Express Yourself.jpgTalking About Communication:

NS: We are all of us told that we are living through a communications revolution. Thanks to satellites and television and computers and the internet, just about everyone is connected to just about everyone else. But is being connected and being able to tell everyone everything and anything really communication? If we have not already lost it, are we not in danger of losing the ability actually to communicate one with another using only our purely human abilities?

RJR: I feel we now live in an era of superficial communication where the real intimacy of conversation and connection has been replaced with intrusion and projection. It really does feel like a revolution, a time of immense change and potential, but the negative effects of the speed and greed of these times is having an impact in all areas and on all things.

NS: Yes, the intrusion and projection are more gossip, speculation and sensationalising. And the ‘communication’ of the internet often seems more like an emptying out of the garbage inside us. Not only has the Warholian prediction that everyone would be famous for 15 minutes more or less come true, but it seems that events and issues and conversations now last for even less. There is no time for evaluation or analysis or reflection. Has technology become the enemy of communication?

RJR: And I am not sure we are encouraged to evaluate and reflect. In the speed of the now and in our culture when more is never enough, there is no space for these ‘self indulgent pursuits’, in fact they can be seen as dwelling rather taking stock, brooding rather than being self aware. But only when we are self aware and take responsibility for how we communicate with others can we truly achieve intimacy with others. We are now brainwashed to cut corners and think less, say less, be less but have more and more.

NS: Reflection – before and after communication – must also be part of that communication, or at least meaningful communication. By cutting every corner and by constantly receiving and responding instantly, we are, as you say, in danger of not really communicating at all. Is all of this – this high-speed news and high-speed social connection – actually bringing about the death of intimacy in our relationships with others?

RJR: I really think so. I am wondering what your opinion is of Mean Tweets? Jimmy Kimmel in the States asks celebrities to respond to the mean tweets posted to them on Twitter. Not a fan or tweeter myself, I was shocked to hear people saying the things they did to other human beings. I would be interested in your double take too….

******************************

*WHAT IS BEING ASKED:*
Write the next part of the conversation about communication, starting after its last line. The data after this conversation on communication comes from a separate source.

******************************

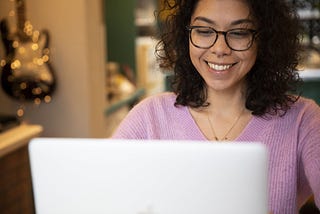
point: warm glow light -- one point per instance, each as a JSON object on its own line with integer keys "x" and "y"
{"x": 45, "y": 58}
{"x": 37, "y": 101}
{"x": 15, "y": 64}
{"x": 20, "y": 112}
{"x": 47, "y": 99}
{"x": 22, "y": 50}
{"x": 36, "y": 91}
{"x": 3, "y": 63}
{"x": 23, "y": 85}
{"x": 15, "y": 44}
{"x": 35, "y": 46}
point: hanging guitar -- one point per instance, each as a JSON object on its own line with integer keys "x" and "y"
{"x": 27, "y": 74}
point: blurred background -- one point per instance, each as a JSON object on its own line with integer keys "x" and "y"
{"x": 76, "y": 67}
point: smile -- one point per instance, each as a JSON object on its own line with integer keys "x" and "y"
{"x": 219, "y": 67}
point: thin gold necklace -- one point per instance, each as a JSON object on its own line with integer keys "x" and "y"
{"x": 225, "y": 137}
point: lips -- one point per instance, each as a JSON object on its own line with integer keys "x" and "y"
{"x": 219, "y": 67}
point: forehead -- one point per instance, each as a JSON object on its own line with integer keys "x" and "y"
{"x": 221, "y": 12}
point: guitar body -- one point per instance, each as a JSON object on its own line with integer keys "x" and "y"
{"x": 27, "y": 74}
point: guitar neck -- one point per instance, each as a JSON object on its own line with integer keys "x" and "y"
{"x": 21, "y": 15}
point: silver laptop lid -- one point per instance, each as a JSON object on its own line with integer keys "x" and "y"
{"x": 148, "y": 177}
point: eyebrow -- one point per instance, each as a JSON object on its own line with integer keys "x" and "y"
{"x": 236, "y": 22}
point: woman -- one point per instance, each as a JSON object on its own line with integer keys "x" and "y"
{"x": 234, "y": 65}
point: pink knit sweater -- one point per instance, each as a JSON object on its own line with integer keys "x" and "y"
{"x": 293, "y": 142}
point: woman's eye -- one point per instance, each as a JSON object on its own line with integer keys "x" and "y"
{"x": 204, "y": 32}
{"x": 239, "y": 33}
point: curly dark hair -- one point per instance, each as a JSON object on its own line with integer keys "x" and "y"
{"x": 272, "y": 79}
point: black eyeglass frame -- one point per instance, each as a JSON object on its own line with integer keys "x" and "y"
{"x": 224, "y": 33}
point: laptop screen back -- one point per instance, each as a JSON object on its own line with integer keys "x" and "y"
{"x": 147, "y": 177}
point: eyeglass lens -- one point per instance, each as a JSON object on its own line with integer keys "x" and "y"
{"x": 236, "y": 39}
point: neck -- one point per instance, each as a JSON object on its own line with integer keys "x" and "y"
{"x": 222, "y": 102}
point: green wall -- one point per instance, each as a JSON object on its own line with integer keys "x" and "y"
{"x": 121, "y": 31}
{"x": 311, "y": 89}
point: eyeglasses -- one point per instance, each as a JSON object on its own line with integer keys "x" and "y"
{"x": 238, "y": 39}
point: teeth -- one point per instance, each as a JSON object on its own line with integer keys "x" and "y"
{"x": 219, "y": 67}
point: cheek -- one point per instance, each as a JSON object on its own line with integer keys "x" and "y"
{"x": 195, "y": 54}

******************************

*ANSWER TO THE TASK:*
NS: I more or less stopped using Twitter, more because of its frequent inanity than its offensiveness, but I think I know the sort of thing you’re talking about. Mean tweeting is in the same territory as that inhabited by the trolls, yes? I know from my own experience what it’s like to be on the end of these things. When a newspaper did a feature on the publication of my novel Like A Flower not that long ago, there was almost instant abuse (of me and the book) online – from someone who could not have read the book and who had no idea who I was. The fact that I had had a book published seemed really to offend them. I imagine that “celebrities” have to put up with this sort of thing much-magnified day after day. And my own bewilderment and hurt must have been quite minor compared with what they have to put up with. In answer to your question, yes it is shocking the stuff that people write about other people online – this bright new world of the most instant and advanced communication seems to be a vehicle for the darkest interior world of the angry, frustrated and hate-filled human being. Perhaps we have to see it as an education for us… that this primitive and aggressive nastiness is out there. But is it good that people have an outlet for these horrible feelings? Or should they be prevented from venting them in this way? Should there be censorship or not? And if not, is it better to ignore them rather than to respond?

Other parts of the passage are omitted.